Exercise details: Format everything in the records below from the line containing "Scouting task: drop one point on every instance of the ocean" down to the line containing "[(74, 302)]", both included, as a Markdown table with the columns Row and Line. Number each row, give one line per row, and leave out blank lines.

Dataset entries:
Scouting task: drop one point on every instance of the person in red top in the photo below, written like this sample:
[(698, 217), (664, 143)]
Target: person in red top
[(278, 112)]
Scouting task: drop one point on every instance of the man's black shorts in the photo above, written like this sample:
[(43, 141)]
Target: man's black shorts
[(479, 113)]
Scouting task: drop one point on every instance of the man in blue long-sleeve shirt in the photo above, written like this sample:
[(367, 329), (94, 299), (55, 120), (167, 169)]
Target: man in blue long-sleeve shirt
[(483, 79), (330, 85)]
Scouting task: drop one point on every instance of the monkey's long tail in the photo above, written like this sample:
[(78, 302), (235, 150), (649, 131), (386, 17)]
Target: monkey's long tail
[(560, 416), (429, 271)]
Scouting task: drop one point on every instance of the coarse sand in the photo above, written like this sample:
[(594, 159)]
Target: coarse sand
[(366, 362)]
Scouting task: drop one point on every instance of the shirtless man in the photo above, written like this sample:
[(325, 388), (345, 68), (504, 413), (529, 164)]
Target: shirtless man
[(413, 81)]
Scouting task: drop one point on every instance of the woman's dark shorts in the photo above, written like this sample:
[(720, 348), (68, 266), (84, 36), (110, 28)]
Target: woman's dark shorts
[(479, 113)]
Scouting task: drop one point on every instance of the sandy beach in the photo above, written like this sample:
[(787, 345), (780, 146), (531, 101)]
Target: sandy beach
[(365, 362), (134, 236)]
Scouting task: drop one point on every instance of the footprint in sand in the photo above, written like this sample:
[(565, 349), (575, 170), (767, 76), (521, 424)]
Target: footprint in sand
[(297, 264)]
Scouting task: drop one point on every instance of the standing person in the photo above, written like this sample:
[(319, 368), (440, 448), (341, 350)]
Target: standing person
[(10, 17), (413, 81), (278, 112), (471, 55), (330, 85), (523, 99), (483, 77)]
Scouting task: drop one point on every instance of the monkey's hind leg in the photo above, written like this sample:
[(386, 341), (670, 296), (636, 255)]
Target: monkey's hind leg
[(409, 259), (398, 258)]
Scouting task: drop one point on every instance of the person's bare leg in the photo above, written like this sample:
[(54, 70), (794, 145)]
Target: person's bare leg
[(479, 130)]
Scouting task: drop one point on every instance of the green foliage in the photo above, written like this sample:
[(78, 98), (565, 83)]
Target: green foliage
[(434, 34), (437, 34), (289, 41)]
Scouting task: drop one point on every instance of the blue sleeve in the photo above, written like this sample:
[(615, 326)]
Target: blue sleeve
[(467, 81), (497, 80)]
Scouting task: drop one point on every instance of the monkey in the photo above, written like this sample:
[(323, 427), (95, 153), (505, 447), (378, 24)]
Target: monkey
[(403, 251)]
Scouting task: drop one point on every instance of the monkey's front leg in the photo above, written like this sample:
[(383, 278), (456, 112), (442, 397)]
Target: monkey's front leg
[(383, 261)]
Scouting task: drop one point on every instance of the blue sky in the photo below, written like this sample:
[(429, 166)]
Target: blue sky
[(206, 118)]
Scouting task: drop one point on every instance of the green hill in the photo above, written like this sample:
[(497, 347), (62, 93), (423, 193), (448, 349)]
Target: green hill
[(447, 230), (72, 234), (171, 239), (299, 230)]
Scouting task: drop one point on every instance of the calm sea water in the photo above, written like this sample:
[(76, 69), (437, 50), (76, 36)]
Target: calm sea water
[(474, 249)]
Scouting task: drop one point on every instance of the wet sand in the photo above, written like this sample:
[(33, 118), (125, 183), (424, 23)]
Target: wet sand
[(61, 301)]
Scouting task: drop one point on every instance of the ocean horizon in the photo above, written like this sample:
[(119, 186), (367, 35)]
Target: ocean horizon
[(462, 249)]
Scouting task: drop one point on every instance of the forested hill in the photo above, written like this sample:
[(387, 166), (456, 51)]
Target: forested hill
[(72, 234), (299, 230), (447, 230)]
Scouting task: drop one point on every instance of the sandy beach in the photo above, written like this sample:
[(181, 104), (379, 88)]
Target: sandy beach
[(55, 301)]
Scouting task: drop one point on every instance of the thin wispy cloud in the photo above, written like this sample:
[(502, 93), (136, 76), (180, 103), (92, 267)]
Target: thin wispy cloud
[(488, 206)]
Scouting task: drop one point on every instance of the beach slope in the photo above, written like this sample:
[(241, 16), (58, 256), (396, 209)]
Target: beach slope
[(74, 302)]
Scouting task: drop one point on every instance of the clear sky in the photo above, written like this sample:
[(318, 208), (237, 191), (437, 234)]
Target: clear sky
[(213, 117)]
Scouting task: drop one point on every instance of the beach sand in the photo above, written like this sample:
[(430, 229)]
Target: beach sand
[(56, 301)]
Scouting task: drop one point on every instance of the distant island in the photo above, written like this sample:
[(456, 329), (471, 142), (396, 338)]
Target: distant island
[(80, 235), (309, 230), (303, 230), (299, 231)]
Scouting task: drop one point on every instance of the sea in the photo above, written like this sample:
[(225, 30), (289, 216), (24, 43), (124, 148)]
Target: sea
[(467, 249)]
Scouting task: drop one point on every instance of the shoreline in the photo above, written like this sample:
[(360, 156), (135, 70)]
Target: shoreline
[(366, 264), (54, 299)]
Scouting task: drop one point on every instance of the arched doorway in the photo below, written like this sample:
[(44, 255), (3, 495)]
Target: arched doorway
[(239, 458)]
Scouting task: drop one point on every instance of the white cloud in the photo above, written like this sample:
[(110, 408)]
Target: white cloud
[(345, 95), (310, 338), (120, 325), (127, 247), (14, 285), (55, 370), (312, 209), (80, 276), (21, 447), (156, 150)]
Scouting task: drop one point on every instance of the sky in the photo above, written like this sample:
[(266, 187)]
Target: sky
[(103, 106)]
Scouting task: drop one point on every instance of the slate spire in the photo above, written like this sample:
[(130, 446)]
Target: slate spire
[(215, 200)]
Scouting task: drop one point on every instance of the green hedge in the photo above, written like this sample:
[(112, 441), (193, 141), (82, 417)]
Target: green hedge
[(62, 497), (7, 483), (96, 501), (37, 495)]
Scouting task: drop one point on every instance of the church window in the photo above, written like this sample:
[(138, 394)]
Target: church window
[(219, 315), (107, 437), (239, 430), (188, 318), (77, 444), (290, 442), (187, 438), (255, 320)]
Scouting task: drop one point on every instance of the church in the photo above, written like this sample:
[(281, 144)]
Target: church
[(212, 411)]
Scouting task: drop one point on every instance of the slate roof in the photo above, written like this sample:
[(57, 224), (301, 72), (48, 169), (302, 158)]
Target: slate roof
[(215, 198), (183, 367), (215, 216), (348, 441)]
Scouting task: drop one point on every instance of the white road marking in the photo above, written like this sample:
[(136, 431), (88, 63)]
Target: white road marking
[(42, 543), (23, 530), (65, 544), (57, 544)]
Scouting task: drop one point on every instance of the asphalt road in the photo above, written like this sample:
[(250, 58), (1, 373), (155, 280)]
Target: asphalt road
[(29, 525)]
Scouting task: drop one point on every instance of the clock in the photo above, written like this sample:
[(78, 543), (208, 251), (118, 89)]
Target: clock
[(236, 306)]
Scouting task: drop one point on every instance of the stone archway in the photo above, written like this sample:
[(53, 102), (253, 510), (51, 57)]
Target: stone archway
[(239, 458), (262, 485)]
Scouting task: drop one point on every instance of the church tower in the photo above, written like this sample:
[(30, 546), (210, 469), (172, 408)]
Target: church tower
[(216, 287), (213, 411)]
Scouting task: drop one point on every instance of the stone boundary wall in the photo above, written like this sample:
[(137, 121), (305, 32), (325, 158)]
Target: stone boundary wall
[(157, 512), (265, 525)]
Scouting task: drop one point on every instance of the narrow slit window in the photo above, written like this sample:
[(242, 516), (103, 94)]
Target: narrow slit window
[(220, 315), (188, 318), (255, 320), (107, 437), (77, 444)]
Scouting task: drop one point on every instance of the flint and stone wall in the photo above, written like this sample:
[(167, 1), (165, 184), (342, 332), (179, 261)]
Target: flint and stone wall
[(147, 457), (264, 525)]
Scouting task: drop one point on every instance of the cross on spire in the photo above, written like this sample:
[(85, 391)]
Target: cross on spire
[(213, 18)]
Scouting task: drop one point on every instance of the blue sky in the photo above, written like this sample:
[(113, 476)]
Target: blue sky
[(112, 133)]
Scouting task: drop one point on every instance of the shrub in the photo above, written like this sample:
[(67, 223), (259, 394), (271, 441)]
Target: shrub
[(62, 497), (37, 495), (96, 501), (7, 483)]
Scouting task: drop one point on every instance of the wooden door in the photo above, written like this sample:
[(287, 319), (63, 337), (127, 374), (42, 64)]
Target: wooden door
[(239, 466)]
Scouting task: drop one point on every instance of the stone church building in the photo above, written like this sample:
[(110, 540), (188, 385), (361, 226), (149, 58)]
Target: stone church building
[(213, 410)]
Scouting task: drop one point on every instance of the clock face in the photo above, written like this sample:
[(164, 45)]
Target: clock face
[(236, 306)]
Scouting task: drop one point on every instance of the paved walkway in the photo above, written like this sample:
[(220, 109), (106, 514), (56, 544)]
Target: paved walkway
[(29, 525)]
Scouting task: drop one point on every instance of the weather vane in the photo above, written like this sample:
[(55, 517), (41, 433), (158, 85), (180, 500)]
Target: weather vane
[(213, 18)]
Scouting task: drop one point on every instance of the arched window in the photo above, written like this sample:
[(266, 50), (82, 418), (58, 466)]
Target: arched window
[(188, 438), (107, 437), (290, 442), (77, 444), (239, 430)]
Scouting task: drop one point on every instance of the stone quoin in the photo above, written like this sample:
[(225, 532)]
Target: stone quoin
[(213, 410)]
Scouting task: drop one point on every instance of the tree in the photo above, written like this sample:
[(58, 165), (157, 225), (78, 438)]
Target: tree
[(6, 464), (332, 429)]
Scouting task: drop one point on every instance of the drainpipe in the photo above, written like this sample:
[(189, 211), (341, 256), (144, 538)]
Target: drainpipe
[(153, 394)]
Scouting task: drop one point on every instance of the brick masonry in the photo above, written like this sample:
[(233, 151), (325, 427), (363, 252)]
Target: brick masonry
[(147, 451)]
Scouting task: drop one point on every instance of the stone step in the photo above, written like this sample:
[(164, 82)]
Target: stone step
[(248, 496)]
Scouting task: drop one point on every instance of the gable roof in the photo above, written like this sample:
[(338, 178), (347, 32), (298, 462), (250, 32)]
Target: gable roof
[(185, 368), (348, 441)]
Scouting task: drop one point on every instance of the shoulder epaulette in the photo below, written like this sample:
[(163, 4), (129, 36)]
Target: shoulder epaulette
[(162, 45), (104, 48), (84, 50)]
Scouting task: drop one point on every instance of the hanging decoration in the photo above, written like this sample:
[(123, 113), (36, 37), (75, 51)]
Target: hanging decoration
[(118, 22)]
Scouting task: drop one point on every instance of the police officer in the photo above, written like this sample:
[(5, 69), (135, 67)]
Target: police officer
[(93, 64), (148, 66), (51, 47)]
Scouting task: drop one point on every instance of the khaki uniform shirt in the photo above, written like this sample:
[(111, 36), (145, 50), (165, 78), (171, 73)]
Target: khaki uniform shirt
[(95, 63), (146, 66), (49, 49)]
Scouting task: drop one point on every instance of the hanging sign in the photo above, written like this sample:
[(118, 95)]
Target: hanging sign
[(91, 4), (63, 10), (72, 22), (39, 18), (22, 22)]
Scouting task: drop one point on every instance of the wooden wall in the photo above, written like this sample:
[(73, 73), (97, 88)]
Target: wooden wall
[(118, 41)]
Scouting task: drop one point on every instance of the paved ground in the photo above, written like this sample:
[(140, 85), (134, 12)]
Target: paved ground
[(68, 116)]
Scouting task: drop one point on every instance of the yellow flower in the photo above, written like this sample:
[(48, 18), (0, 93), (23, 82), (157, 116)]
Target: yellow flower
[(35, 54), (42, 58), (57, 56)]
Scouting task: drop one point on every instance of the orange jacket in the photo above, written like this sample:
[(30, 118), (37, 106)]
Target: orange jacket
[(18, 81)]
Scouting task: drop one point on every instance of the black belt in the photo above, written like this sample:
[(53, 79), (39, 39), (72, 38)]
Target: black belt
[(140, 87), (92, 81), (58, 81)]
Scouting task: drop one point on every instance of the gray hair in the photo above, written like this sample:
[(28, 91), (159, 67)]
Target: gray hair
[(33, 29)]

Exercise answer:
| Row | Line |
|---|---|
| 1 | Scouting task: drop one point on every instance of the ocean horizon in the photo above, written like this sample: |
| 2 | [(119, 186), (367, 35)] |
| 3 | Target: ocean horizon |
| 4 | [(462, 249)] |
| 5 | Scouting task: drop one point on every instance of the forested hill in the photo above, written like this sample: |
| 6 | [(387, 166), (456, 51)] |
| 7 | Target: forested hill |
| 8 | [(72, 234), (299, 230), (447, 230)] |
| 9 | Scouting task: drop one point on every instance of the sandy beach in the photo above, written like this sample: |
| 10 | [(181, 104), (379, 88)] |
| 11 | Target: sandy beach |
| 12 | [(55, 301)] |
| 13 | Scouting task: drop one point on every instance of the thin wispy cloud in the photo above, written like this sample: |
| 14 | [(502, 93), (136, 76), (180, 103), (92, 267)] |
| 15 | Target: thin wispy cloud |
| 16 | [(488, 206)] |
| 17 | Scouting task: drop one point on every instance of the beach slope in the photo above, written like this sample: |
| 18 | [(241, 16), (58, 256), (396, 209)] |
| 19 | Target: beach slope |
| 20 | [(74, 302)] |